- _Supplied data_
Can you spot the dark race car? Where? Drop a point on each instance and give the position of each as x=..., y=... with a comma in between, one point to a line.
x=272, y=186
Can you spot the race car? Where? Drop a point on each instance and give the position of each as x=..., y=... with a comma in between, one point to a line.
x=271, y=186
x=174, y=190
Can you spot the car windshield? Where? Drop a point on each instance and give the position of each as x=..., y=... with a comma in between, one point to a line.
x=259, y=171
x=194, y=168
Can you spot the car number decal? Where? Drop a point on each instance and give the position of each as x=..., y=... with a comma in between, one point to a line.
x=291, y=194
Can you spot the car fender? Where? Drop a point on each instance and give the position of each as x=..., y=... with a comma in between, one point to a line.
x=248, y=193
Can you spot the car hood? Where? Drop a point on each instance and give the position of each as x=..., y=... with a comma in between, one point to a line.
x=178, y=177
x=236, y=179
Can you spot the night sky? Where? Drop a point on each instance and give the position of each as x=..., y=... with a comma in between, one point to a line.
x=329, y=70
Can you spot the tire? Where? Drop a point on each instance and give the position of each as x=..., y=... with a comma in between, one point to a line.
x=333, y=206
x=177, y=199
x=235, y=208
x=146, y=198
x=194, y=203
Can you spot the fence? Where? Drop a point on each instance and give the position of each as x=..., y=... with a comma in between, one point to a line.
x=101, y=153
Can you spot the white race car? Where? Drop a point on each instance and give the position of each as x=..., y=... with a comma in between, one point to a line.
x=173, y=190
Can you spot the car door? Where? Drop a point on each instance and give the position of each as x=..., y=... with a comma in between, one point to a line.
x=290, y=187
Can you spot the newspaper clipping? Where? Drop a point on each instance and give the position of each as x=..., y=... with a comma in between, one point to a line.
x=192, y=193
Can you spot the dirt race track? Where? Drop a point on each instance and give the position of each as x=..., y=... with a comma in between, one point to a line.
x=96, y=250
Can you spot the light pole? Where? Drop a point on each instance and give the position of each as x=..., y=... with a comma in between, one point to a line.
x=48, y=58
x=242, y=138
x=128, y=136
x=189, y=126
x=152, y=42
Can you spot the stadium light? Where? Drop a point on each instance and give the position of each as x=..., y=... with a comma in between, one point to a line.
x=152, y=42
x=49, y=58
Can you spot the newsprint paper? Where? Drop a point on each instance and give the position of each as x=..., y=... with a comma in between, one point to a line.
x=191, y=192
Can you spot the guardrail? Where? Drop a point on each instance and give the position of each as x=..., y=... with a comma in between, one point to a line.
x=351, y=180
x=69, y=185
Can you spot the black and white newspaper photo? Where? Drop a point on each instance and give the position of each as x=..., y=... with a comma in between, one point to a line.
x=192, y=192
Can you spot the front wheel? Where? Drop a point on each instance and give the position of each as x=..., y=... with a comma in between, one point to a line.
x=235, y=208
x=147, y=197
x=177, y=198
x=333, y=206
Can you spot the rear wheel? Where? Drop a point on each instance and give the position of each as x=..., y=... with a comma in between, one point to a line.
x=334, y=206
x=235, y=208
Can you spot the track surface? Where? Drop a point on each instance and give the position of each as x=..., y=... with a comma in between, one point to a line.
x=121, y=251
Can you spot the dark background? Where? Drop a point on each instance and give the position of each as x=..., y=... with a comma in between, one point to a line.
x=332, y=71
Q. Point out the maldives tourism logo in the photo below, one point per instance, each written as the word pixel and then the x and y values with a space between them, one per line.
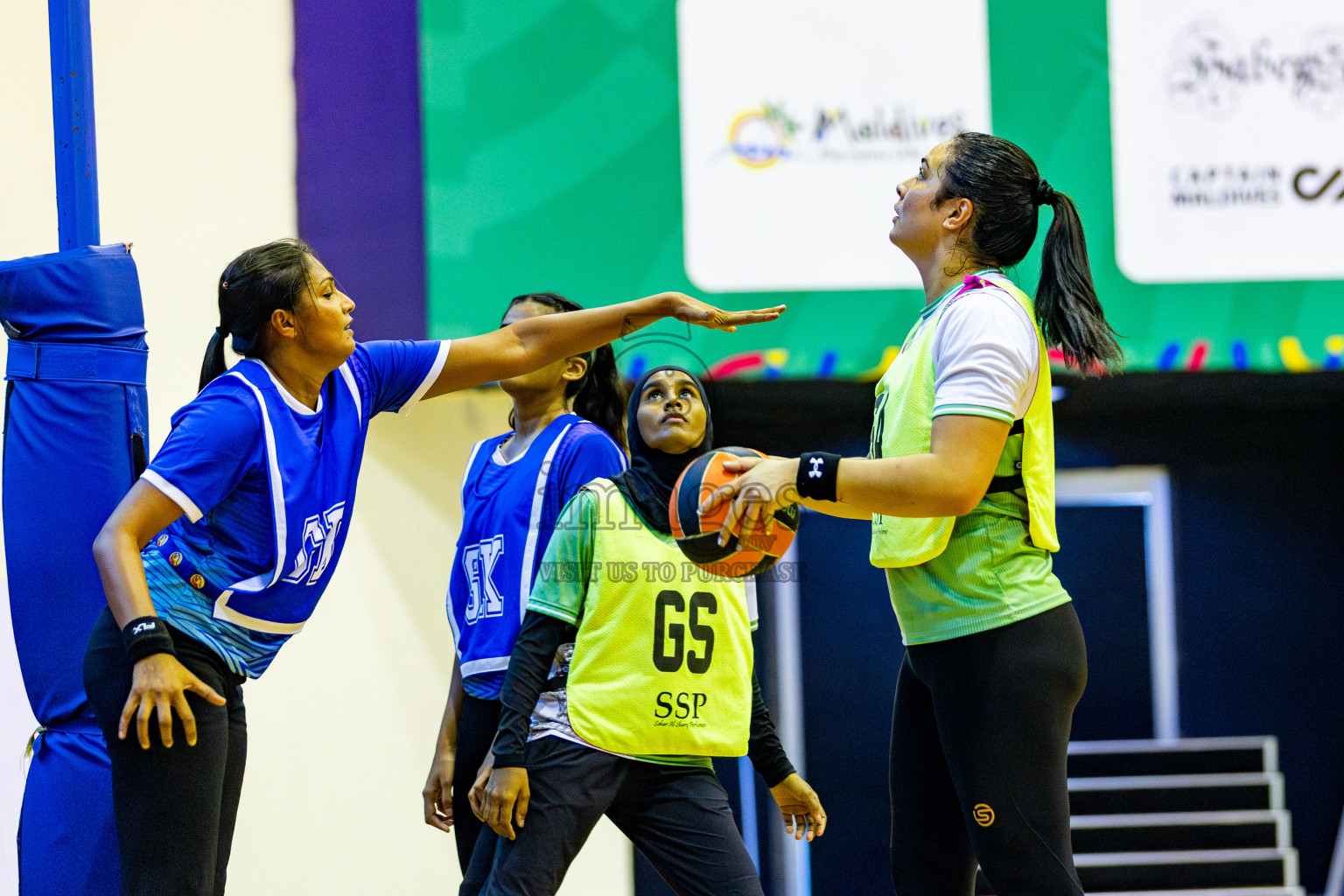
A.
pixel 762 136
pixel 765 135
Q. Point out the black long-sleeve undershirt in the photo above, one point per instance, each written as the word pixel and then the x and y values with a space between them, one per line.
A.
pixel 529 665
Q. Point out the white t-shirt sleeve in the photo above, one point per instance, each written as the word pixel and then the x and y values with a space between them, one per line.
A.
pixel 985 358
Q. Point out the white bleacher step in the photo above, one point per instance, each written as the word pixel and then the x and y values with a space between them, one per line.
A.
pixel 1188 755
pixel 1191 870
pixel 1125 794
pixel 1148 832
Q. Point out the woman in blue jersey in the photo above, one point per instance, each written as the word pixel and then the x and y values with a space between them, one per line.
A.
pixel 958 486
pixel 222 549
pixel 569 426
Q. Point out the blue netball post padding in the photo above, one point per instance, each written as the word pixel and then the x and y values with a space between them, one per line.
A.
pixel 74 438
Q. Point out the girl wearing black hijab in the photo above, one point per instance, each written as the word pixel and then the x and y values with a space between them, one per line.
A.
pixel 597 723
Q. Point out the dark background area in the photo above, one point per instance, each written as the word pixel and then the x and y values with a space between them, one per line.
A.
pixel 1256 474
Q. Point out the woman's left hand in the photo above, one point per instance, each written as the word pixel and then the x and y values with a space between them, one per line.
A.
pixel 800 806
pixel 765 485
pixel 692 311
pixel 478 797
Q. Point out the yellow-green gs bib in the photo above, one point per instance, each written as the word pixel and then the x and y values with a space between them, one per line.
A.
pixel 663 657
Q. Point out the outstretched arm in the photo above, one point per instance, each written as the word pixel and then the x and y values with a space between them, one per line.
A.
pixel 948 480
pixel 536 341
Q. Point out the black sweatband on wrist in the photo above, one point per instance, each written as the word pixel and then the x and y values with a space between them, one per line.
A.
pixel 144 637
pixel 817 472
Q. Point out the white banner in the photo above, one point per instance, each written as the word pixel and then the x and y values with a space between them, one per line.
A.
pixel 1228 133
pixel 799 118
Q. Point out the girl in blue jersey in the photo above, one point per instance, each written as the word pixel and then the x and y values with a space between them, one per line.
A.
pixel 220 551
pixel 567 430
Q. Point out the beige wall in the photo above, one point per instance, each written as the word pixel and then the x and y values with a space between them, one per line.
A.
pixel 197 155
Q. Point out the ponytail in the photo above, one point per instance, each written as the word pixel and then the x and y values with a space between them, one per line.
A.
pixel 599 394
pixel 1068 308
pixel 215 361
pixel 257 284
pixel 1007 192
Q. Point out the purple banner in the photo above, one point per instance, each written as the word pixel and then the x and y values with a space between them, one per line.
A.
pixel 360 188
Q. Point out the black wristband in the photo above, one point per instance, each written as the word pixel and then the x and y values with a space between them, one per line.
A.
pixel 817 472
pixel 144 637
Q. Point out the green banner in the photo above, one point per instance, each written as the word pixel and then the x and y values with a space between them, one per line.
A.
pixel 553 163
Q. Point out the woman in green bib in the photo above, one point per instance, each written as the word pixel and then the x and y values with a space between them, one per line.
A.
pixel 634 668
pixel 958 485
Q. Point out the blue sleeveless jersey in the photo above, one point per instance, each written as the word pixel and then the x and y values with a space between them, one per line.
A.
pixel 268 486
pixel 508 516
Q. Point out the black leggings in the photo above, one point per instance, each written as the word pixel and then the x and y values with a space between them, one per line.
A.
pixel 176 806
pixel 474 734
pixel 676 816
pixel 978 747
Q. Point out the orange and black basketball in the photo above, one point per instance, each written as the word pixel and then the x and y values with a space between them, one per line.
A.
pixel 746 552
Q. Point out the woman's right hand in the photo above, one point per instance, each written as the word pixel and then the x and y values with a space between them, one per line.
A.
pixel 507 795
pixel 692 311
pixel 160 684
pixel 438 790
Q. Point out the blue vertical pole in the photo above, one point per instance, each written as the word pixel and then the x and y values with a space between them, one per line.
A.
pixel 72 116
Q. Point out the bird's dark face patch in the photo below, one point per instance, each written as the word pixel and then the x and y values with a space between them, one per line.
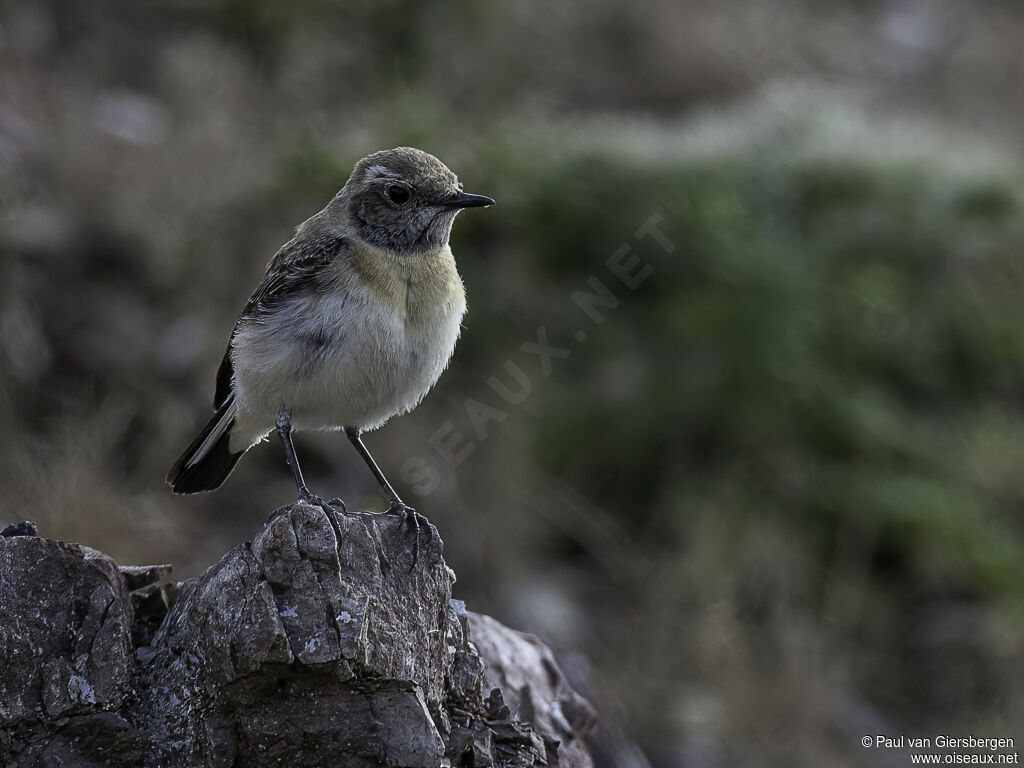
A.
pixel 400 201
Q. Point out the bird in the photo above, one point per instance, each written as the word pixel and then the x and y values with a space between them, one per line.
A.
pixel 353 323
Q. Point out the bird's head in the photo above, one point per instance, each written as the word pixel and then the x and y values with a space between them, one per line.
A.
pixel 404 201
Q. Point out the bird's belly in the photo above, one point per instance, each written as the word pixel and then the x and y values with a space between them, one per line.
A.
pixel 357 372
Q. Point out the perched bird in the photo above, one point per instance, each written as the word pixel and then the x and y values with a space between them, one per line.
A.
pixel 354 321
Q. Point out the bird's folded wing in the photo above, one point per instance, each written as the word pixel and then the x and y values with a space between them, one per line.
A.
pixel 295 269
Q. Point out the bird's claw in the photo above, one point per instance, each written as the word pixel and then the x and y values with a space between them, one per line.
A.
pixel 413 521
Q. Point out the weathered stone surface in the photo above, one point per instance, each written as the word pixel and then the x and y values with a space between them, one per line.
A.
pixel 301 648
pixel 534 687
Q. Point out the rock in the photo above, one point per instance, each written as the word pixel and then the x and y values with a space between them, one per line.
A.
pixel 301 648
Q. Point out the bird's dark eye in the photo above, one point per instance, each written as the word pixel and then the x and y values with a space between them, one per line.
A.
pixel 397 195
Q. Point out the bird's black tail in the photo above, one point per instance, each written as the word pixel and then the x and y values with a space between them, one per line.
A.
pixel 208 461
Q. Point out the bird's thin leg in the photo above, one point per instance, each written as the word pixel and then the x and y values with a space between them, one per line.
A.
pixel 284 424
pixel 395 505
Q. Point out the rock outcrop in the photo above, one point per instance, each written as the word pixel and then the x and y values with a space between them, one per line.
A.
pixel 312 645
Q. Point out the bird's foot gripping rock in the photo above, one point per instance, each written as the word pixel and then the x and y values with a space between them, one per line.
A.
pixel 414 521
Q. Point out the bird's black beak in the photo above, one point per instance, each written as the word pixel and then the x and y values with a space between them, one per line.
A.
pixel 465 200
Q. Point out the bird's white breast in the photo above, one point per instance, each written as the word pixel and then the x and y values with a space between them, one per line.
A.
pixel 352 356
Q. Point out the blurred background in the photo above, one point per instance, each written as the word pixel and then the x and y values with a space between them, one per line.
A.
pixel 771 502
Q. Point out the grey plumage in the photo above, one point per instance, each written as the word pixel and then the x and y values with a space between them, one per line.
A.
pixel 354 321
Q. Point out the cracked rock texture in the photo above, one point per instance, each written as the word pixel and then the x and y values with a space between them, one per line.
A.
pixel 309 646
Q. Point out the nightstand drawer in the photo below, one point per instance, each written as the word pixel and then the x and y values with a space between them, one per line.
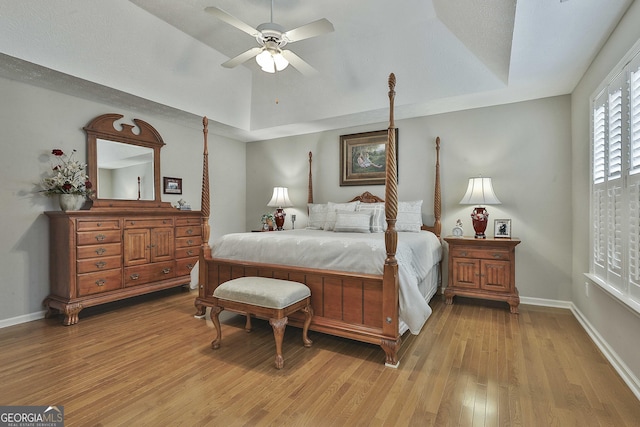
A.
pixel 476 253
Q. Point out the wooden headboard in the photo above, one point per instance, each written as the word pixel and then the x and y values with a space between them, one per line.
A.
pixel 367 197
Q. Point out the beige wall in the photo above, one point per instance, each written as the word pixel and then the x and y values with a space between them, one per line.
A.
pixel 525 147
pixel 33 122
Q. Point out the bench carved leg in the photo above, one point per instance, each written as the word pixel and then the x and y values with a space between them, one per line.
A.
pixel 279 326
pixel 247 326
pixel 308 314
pixel 215 312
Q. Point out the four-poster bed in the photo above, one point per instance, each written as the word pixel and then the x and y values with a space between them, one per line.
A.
pixel 366 305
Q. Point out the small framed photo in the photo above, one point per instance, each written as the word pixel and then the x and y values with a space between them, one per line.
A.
pixel 363 158
pixel 502 228
pixel 172 185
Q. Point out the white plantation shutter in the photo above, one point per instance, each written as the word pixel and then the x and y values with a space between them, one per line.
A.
pixel 615 185
pixel 634 240
pixel 615 134
pixel 634 117
pixel 633 181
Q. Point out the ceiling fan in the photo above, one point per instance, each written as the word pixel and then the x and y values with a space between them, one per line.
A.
pixel 272 38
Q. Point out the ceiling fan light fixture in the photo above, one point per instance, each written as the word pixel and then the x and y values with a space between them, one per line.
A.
pixel 270 61
pixel 280 61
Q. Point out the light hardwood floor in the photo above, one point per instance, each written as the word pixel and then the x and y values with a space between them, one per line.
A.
pixel 149 362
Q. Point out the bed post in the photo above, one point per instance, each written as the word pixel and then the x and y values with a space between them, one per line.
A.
pixel 310 189
pixel 437 195
pixel 205 207
pixel 390 287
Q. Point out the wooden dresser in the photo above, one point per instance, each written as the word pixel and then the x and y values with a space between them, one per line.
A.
pixel 483 268
pixel 100 256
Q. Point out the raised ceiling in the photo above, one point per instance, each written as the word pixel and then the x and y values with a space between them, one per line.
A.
pixel 164 56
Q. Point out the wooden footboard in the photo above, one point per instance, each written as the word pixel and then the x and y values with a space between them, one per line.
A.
pixel 344 304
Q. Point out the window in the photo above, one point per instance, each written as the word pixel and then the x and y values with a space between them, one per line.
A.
pixel 615 183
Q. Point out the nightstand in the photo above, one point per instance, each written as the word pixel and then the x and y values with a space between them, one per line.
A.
pixel 483 268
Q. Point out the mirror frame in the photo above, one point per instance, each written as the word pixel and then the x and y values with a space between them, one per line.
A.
pixel 103 127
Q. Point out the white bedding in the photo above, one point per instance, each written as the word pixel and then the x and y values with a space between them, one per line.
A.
pixel 417 254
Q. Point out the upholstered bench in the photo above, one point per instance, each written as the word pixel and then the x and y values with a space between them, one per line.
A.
pixel 273 299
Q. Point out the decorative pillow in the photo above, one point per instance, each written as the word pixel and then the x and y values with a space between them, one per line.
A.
pixel 331 212
pixel 409 216
pixel 353 222
pixel 317 215
pixel 378 220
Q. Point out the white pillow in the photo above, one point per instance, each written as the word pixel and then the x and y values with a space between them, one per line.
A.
pixel 353 222
pixel 331 212
pixel 409 216
pixel 317 215
pixel 378 219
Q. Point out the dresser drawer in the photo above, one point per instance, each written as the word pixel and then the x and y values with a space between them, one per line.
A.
pixel 141 274
pixel 190 251
pixel 102 281
pixel 185 265
pixel 477 253
pixel 98 224
pixel 188 221
pixel 148 222
pixel 95 237
pixel 99 251
pixel 188 230
pixel 98 264
pixel 186 242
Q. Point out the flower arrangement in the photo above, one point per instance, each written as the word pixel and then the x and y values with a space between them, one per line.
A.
pixel 268 217
pixel 68 176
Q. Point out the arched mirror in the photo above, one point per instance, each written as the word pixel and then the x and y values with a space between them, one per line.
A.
pixel 124 164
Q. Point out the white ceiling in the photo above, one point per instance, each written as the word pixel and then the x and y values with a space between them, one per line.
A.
pixel 164 56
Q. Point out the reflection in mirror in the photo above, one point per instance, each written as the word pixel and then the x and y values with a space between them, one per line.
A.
pixel 125 171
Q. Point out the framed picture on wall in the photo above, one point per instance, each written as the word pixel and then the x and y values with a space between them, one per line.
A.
pixel 172 185
pixel 502 228
pixel 363 158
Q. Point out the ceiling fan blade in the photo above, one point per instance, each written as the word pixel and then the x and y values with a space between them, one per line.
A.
pixel 313 29
pixel 299 64
pixel 233 62
pixel 232 20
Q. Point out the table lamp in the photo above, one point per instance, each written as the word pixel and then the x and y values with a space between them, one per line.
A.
pixel 280 200
pixel 480 192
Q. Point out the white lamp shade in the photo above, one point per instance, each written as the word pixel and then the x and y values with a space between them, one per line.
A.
pixel 280 198
pixel 480 192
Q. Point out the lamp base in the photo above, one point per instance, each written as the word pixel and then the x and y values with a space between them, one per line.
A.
pixel 279 216
pixel 480 218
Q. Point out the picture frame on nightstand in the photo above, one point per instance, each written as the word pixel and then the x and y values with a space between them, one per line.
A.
pixel 502 229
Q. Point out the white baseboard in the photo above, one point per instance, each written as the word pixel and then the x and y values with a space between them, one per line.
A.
pixel 618 364
pixel 546 302
pixel 5 323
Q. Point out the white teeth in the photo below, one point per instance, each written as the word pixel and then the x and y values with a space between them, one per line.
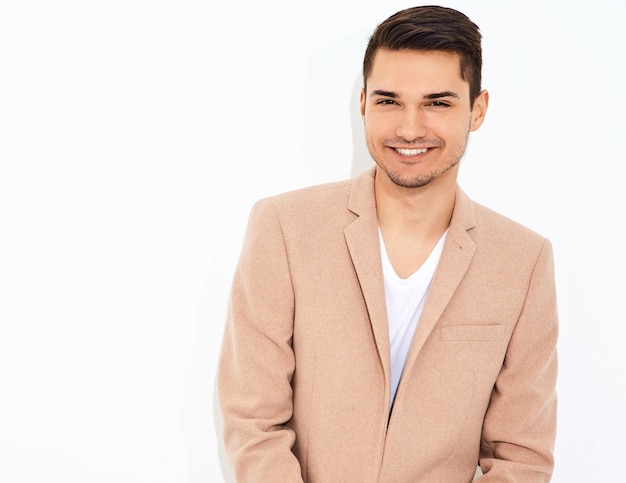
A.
pixel 410 152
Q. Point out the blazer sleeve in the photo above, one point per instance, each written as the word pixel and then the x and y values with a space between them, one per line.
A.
pixel 520 424
pixel 257 362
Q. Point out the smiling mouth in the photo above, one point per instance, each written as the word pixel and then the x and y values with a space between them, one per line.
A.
pixel 410 152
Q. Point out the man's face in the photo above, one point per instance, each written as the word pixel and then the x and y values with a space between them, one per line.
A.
pixel 417 115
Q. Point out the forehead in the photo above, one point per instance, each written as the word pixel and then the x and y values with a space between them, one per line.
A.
pixel 416 69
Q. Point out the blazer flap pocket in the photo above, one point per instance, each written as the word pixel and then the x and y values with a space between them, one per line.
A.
pixel 472 332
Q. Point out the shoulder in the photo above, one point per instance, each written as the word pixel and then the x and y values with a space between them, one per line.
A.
pixel 310 202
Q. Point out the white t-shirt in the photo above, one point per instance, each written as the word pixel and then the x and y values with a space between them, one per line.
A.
pixel 405 302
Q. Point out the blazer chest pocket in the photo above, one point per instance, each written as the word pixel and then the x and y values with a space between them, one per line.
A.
pixel 472 332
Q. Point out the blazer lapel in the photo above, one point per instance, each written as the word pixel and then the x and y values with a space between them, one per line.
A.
pixel 457 254
pixel 364 246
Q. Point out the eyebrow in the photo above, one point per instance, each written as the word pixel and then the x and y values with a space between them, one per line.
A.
pixel 436 95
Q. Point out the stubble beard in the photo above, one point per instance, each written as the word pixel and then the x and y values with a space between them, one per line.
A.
pixel 422 179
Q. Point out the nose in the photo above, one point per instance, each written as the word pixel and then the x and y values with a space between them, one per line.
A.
pixel 411 125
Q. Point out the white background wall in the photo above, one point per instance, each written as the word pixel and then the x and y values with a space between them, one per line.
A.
pixel 134 137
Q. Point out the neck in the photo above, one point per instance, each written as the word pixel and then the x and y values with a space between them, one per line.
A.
pixel 423 212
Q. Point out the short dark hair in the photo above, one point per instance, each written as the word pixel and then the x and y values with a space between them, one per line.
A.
pixel 431 28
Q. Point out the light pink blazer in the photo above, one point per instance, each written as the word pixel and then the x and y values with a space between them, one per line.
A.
pixel 304 377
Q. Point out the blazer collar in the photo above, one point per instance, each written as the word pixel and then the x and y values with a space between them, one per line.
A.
pixel 363 243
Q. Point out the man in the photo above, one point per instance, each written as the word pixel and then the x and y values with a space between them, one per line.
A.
pixel 388 329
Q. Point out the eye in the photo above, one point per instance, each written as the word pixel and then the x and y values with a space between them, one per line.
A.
pixel 440 104
pixel 385 102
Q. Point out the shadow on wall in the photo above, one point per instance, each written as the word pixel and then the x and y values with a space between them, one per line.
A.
pixel 361 160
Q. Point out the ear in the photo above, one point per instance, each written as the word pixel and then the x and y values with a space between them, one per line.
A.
pixel 362 102
pixel 479 111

- _The problem_
Exact copy, no pictures. Write out the lines in the entries above, starting with the line with "Q. Point out the bird's dark face" and going on through the line with "Q. Point out the bird's belly", keeping both.

- _Output of the task_
Q. Point out the bird's dark face patch in the photo below, one point per instance, each written as the word pixel and then the x and y values with a space between them, one per line.
A.
pixel 400 201
Q. Point out the bird in the photo above, one point per instance, each written as the word pixel and then the x and y values with a space between them, one per line.
A.
pixel 353 323
Q. Point out the bird's head in the photo above, one point per instance, each written as the word pixel and then the x and y values with a space between them, one per line.
A.
pixel 404 201
Q. Point out the bird's belly in the photo above, one point per instance, each written as the word pixel and then the x and y values with a space between them, one per line.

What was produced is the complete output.